-- start Document --

Adjoint Topology Optimization Model

The topology optimization model determines the optimal distribution of material within a domain subject. The model is used in conjunction with the Topology Physics Model and the Adjoint model to perform topology optimization.

The model and its solver handles single objective optimization problems with constraints by using adjoint-based sensitivities to evolve a level set equation that defines the distribution of the material. When this model is enabled, it automatically calculates the material distribution used by the topology physics model. See also: Topology Physics Model.

The goal of the optimizer is to vary the material distribution $χ$ such that the objective is minimized (or maximized, if that is the choice). The optimization is based on advancing a level set equation shown as follows:

Figure 1. EQUATION_DISPLAY

\frac{\partial ϕ}{\partial τ} + F ‖ \nabla ϕ ‖ = S

(5124)

-- end Document --
-- start Dataset section --

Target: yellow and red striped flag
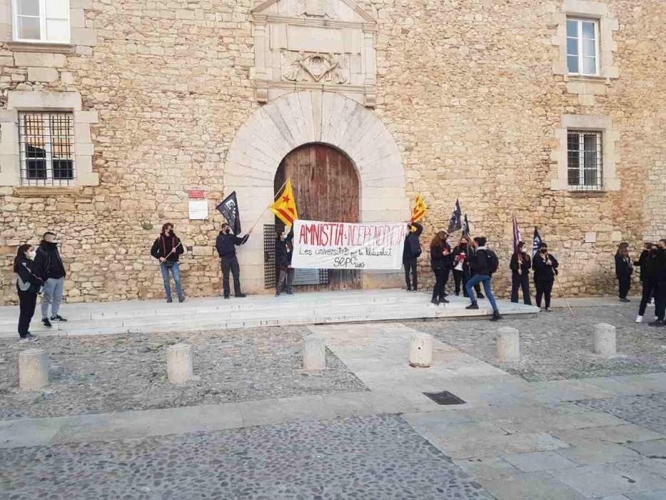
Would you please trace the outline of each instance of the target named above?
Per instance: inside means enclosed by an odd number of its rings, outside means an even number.
[[[291,179],[287,179],[284,189],[275,203],[268,209],[287,226],[291,226],[293,221],[298,219],[296,200],[293,197],[293,191],[291,189]]]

-- end Dataset section --

### Written problem
In the level set equation under "Figure 1" in the adjoint topology optimization text, list each distinct letter symbol once.

### Written answer
ϕ, τ, F, S